**Assignment 1:** Summarize the article on reincarnation in two sentences.
**Assignment 2:** According to the 2003 Harris poll cited in the article on reincarnation, what share of people aged 25 to 29 believed they would return to earth in a different body after death?

**Document section:**

------------------------

Reincarnation, according to the Merriam-Webster dictionary, is “rebirth in new bodies or forms of life; especially: a rebirth of a soul in a new human body.” This ancient belief, a core belief of more than 800 million Hindus, has been in the news, most recently because of allegations in Andrew Morton’s new book, “Tom Cruise: An Unauthorized Biography.” In his book, Morton says some Scientologists hoped that Tom Cruise and Katie Holmes’s gorgeous daughter, Suri, would be the reincarnation of Scientology founder L. Ron Hubbard, a man who died more than 20 years ago. The Church of Scientology denies this in a statement: “The church does not and never has believed any newborn is the reincarnation of its Founder, Mr. Hubbard—never, never, never.”
Whatever some Scientologists think of Suri’s soul, reincarnation is an increasingly mainstream belief. Madonna has said she’s a believer. So has Kate Hudson. According to a 2003 Harris poll, 40 percent of people aged 25 to 29 believed they would return to earth in a different body after they die. Popular New Age movements such as Scientology and Kabbalah teach some version of reincarnation, and best-selling books, notably by the Yale-trained psychiatrist Brian Weiss and by the therapist Carol Bowman, have brought the concept into the mainstream. Weiss and Bowman each argue that people can find happiness and peace through “regression therapy,” in which they learn about the problems faced by their former selves. (Weiss is also teaching a controversial new therapy he calls “progression therapy,” in which he helps people see their future selves as well.)
Stephen Prothero, religion professor at Boston University and a student of Hinduism, has an interesting theory about Americans’ interest in reincarnation. As life in America gets better and better, as people become more prosperous and more educated, the idea of leaving the earth forever—even with a mitigating belief in heaven—has less appeal than the idea of coming back. “We all want the here and now, and reincarnation is about the here and now,” Prothero writes in an e-mail. “Reincarnation is fueled because now people want to come back and live again.”
Reincarnation would seem to be at odds with mainstream Christianity, the majority religion in the United States. Traditionally, Christians have believed that, after death, their body and soul separate temporarily only to be reunited, at the end of time, in the general resurrection of the dead. Belief in reincarnation presents logistical—not to mention theological—problems. If souls keep cycling back to earth, which body is theirs at the resurrection? What happens to all the other bodies they’ve inhabited? Prothero argues that the popularity of reincarnation correlates to a waning of belief in physical resurrection among Christians. That’s why a third of Americans choose to be cremated these days, up from virtually none 30 years ago: they believe their souls are eternal, not their bodies. “Americans,” Prothero says, “are becoming more Hindu.”
Traditional Christians are urgently trying to reclaim Christianity from encroaching Eastern and New Age beliefs. Jeffrey Burton Russell, a Christian theologian and emeritus professor at the University of California, Santa Barbara, has spent his career trying to formulate ideas of the afterlife that jibe with Christian tradition but remain appealing to contemporary believers. These do not include, he says, either “reincarnation or an afterlife where people eat Hershey bars.” As for Suri Cruise, she’s much cuter than Hubbard—and as any parent will tell you, all children come straight from heaven.

------------------------

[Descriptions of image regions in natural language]
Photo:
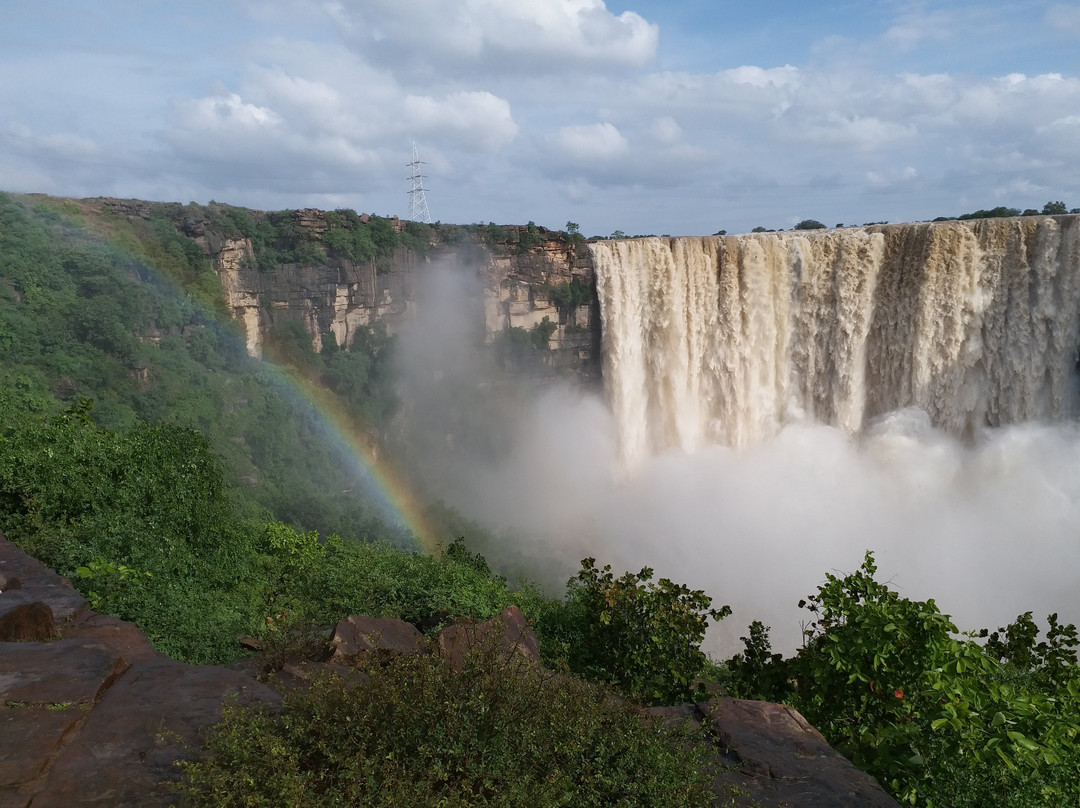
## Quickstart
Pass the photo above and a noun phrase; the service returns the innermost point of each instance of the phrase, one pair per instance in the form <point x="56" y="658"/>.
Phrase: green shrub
<point x="418" y="734"/>
<point x="937" y="718"/>
<point x="640" y="636"/>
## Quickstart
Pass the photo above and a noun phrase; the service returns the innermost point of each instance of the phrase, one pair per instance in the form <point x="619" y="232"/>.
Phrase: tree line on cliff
<point x="133" y="495"/>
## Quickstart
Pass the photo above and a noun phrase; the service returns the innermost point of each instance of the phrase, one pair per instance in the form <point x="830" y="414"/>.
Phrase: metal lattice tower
<point x="417" y="201"/>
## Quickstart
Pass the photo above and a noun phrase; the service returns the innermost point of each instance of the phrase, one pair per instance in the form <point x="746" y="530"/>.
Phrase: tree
<point x="639" y="635"/>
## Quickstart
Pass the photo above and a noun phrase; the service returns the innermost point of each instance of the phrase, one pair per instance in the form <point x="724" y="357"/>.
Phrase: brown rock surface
<point x="66" y="672"/>
<point x="40" y="583"/>
<point x="97" y="717"/>
<point x="140" y="727"/>
<point x="508" y="629"/>
<point x="356" y="635"/>
<point x="780" y="759"/>
<point x="23" y="617"/>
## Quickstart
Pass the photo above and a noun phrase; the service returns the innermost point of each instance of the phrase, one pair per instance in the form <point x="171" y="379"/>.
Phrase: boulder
<point x="147" y="721"/>
<point x="39" y="583"/>
<point x="507" y="630"/>
<point x="358" y="635"/>
<point x="779" y="758"/>
<point x="23" y="617"/>
<point x="66" y="672"/>
<point x="119" y="635"/>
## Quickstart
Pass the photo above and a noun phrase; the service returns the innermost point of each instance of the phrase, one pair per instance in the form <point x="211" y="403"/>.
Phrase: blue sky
<point x="678" y="117"/>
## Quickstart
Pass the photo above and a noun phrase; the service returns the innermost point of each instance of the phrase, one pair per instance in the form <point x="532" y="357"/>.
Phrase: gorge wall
<point x="725" y="339"/>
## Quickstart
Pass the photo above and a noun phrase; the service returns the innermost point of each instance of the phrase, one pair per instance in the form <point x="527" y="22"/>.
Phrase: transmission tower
<point x="417" y="201"/>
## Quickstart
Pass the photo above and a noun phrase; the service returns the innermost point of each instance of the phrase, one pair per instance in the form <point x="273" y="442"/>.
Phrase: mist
<point x="987" y="527"/>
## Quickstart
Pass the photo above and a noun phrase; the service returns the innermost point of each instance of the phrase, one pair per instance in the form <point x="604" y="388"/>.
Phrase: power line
<point x="417" y="199"/>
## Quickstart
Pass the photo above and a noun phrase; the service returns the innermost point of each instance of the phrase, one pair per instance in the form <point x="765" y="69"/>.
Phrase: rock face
<point x="356" y="635"/>
<point x="769" y="755"/>
<point x="92" y="716"/>
<point x="95" y="716"/>
<point x="508" y="631"/>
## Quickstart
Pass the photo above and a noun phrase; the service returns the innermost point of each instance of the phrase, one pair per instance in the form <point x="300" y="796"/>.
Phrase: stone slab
<point x="148" y="719"/>
<point x="65" y="672"/>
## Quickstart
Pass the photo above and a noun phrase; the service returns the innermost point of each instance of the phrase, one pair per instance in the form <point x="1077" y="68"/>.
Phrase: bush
<point x="500" y="732"/>
<point x="640" y="636"/>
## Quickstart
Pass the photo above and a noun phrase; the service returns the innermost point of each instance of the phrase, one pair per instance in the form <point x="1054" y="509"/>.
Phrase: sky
<point x="674" y="117"/>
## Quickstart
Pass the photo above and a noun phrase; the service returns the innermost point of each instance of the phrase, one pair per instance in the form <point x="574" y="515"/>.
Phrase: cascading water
<point x="726" y="339"/>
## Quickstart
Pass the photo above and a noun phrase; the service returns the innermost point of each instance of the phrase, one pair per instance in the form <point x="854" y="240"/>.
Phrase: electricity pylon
<point x="417" y="201"/>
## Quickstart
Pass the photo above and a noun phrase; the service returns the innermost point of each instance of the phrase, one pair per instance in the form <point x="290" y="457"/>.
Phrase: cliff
<point x="527" y="274"/>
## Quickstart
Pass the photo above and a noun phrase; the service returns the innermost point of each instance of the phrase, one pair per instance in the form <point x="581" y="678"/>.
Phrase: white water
<point x="725" y="340"/>
<point x="779" y="404"/>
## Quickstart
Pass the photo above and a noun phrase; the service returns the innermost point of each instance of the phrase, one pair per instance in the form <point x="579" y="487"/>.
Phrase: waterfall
<point x="726" y="339"/>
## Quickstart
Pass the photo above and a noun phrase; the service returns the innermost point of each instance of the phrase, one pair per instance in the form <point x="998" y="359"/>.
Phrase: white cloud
<point x="228" y="115"/>
<point x="498" y="35"/>
<point x="596" y="142"/>
<point x="858" y="132"/>
<point x="477" y="118"/>
<point x="665" y="131"/>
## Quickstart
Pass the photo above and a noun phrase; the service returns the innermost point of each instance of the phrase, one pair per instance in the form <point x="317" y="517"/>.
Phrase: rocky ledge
<point x="92" y="715"/>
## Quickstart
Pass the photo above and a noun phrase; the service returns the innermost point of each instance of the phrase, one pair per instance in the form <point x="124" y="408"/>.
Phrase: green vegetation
<point x="940" y="719"/>
<point x="639" y="636"/>
<point x="130" y="314"/>
<point x="135" y="498"/>
<point x="419" y="734"/>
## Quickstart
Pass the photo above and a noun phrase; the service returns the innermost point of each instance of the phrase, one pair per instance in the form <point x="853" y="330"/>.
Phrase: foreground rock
<point x="95" y="716"/>
<point x="768" y="755"/>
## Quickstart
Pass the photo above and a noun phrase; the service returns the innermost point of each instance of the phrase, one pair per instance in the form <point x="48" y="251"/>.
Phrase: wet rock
<point x="37" y="732"/>
<point x="121" y="636"/>
<point x="780" y="759"/>
<point x="24" y="618"/>
<point x="508" y="630"/>
<point x="148" y="719"/>
<point x="66" y="672"/>
<point x="356" y="635"/>
<point x="39" y="583"/>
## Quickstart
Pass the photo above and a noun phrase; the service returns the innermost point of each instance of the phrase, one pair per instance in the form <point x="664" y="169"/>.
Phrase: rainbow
<point x="391" y="494"/>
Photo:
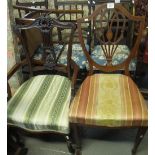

------------------------

**Problem solution 1:** Reincarnation is becoming an increasingly mainstream belief in America, and Boston University religion professor Stephen Prothero ties its appeal to growing prosperity and to a waning belief in physical resurrection among Christians. Traditional Christians, including theologian Jeffrey Burton Russell, are trying to reclaim Christianity from encroaching Eastern and New Age beliefs.

**Problem solution 2:** 40 percent